▶ _WHAT IS REQUIRED_
Copy each line from the data that has the word "marigold" in it.

Data excerpts
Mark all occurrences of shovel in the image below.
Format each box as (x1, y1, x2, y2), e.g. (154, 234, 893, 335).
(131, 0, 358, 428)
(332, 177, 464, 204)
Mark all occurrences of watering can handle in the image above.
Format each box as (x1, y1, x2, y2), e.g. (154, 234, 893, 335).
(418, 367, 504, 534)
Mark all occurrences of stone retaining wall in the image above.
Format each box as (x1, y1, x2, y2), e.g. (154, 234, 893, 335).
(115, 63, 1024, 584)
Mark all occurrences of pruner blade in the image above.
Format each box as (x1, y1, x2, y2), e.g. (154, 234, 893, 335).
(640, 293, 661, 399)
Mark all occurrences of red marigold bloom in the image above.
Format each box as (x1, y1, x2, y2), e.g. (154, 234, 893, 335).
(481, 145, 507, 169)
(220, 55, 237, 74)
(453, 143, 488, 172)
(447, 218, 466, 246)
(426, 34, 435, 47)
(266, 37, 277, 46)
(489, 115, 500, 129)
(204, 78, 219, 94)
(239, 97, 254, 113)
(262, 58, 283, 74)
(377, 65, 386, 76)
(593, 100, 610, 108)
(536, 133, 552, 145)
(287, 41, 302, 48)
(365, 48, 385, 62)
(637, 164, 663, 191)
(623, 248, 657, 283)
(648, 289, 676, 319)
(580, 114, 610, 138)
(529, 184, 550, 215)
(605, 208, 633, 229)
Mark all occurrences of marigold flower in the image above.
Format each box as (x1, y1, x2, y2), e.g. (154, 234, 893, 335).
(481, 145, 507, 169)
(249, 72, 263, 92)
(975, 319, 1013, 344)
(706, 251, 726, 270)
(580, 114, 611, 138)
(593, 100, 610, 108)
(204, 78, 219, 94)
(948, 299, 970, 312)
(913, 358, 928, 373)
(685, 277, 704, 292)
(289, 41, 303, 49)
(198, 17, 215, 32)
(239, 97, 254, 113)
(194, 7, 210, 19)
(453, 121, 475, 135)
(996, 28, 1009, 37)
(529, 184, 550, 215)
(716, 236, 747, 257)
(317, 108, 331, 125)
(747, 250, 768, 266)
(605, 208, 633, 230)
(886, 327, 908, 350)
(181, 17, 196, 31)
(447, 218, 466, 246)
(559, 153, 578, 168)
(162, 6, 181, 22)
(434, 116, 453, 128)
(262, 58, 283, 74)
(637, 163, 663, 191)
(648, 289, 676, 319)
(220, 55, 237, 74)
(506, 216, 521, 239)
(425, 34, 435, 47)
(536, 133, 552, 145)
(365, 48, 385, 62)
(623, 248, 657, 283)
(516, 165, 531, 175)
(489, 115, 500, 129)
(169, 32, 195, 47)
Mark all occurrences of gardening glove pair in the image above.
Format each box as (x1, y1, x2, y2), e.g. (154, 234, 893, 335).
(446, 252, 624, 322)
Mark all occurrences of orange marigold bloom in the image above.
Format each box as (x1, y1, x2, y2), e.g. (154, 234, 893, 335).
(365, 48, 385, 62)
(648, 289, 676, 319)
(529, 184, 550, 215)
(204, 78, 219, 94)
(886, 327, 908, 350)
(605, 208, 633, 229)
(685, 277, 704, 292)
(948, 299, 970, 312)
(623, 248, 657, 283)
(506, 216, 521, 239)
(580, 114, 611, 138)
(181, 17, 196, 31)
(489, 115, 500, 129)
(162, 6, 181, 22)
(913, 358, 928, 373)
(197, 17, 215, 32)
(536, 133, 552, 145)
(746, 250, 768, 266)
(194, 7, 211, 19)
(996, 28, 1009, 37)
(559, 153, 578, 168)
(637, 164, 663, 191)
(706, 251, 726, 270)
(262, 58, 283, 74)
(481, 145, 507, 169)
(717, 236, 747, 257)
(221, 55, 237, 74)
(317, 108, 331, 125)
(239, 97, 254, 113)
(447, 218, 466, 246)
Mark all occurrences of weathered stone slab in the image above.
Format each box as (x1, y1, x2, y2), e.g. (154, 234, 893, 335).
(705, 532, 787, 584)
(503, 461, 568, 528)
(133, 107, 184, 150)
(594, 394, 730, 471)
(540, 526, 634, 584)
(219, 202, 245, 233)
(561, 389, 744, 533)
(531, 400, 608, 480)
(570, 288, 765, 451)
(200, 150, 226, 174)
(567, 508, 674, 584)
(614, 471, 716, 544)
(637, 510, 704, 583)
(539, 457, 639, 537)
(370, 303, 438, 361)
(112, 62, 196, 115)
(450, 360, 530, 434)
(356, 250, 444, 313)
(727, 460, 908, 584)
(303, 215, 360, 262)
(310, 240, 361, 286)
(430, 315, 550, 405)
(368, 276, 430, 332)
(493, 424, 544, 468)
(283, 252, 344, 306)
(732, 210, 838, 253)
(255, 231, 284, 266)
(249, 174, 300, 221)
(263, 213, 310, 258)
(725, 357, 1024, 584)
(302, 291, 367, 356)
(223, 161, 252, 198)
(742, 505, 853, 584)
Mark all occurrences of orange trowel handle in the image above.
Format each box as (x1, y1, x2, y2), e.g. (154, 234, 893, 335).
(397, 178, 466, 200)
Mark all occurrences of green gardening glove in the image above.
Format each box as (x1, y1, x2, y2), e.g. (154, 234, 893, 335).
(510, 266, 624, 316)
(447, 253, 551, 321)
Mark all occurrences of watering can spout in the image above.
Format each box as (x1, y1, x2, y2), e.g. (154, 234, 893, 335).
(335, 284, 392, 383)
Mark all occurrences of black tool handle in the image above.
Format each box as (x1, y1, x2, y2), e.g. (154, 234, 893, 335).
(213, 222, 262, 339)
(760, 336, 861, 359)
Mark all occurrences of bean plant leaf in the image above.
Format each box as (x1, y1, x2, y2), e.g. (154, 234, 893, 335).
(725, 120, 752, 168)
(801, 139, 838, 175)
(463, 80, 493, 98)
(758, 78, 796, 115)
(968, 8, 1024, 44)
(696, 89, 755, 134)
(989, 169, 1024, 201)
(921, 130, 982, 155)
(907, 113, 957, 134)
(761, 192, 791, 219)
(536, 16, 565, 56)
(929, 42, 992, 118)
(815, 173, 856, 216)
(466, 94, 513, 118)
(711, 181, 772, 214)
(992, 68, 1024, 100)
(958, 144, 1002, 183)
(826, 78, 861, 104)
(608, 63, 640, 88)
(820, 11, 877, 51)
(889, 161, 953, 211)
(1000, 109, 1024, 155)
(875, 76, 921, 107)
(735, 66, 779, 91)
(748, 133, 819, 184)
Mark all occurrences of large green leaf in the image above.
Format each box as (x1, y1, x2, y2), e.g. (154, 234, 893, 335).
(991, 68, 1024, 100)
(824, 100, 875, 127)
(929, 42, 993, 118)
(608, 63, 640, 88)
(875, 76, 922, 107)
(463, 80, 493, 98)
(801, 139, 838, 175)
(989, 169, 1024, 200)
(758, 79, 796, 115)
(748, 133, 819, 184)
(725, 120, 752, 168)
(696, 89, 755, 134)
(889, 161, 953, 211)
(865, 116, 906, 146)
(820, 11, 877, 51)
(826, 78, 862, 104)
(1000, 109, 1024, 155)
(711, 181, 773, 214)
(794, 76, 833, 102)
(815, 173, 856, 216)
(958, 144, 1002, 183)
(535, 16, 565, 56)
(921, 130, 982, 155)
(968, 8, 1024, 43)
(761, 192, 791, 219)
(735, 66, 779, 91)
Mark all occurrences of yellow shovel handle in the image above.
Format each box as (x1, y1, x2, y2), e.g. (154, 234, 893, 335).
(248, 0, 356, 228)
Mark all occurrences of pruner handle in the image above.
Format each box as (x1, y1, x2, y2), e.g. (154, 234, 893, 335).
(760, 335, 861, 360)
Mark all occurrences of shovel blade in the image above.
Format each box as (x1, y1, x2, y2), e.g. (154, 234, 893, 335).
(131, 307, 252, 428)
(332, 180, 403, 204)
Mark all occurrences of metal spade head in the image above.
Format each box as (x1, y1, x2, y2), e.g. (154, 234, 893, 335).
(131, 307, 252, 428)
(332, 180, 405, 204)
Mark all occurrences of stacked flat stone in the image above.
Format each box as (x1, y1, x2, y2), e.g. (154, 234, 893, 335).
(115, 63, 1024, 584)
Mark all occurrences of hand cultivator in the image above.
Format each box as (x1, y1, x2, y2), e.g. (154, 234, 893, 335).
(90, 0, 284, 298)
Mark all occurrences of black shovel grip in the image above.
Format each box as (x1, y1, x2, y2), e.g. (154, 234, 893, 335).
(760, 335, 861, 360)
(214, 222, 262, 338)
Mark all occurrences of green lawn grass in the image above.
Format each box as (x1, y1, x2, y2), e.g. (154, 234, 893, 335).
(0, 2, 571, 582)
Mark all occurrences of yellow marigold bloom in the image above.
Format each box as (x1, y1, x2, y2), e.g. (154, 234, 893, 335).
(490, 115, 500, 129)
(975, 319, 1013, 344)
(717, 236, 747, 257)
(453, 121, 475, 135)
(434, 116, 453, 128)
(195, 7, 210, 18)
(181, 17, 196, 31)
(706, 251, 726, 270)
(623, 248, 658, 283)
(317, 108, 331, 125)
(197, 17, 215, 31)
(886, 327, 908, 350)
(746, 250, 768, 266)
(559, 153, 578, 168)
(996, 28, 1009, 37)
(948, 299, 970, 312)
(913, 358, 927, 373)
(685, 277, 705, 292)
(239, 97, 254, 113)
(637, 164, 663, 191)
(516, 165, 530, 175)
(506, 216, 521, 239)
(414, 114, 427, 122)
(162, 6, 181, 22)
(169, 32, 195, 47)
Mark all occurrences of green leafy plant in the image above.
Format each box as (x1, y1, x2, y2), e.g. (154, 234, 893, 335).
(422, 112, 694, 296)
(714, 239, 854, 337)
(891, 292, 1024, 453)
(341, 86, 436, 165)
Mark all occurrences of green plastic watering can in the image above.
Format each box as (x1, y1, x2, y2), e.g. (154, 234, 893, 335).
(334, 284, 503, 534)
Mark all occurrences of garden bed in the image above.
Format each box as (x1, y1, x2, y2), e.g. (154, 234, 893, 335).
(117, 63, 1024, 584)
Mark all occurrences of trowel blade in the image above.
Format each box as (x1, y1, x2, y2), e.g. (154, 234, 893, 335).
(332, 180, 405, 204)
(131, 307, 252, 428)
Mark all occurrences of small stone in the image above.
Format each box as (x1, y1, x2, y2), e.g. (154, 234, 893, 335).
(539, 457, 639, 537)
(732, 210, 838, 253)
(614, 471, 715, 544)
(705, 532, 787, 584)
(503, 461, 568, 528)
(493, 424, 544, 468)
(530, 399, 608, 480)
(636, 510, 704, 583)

▶ _FINISHED EXERCISE_
Mark all occurrences of red marigold bloom in the image above.
Mark all occurrences of marigold flower in the image above.
Mark all occurrences of orange marigold bloom in the image above.
Mark all occurrences of yellow marigold bloom in the image above.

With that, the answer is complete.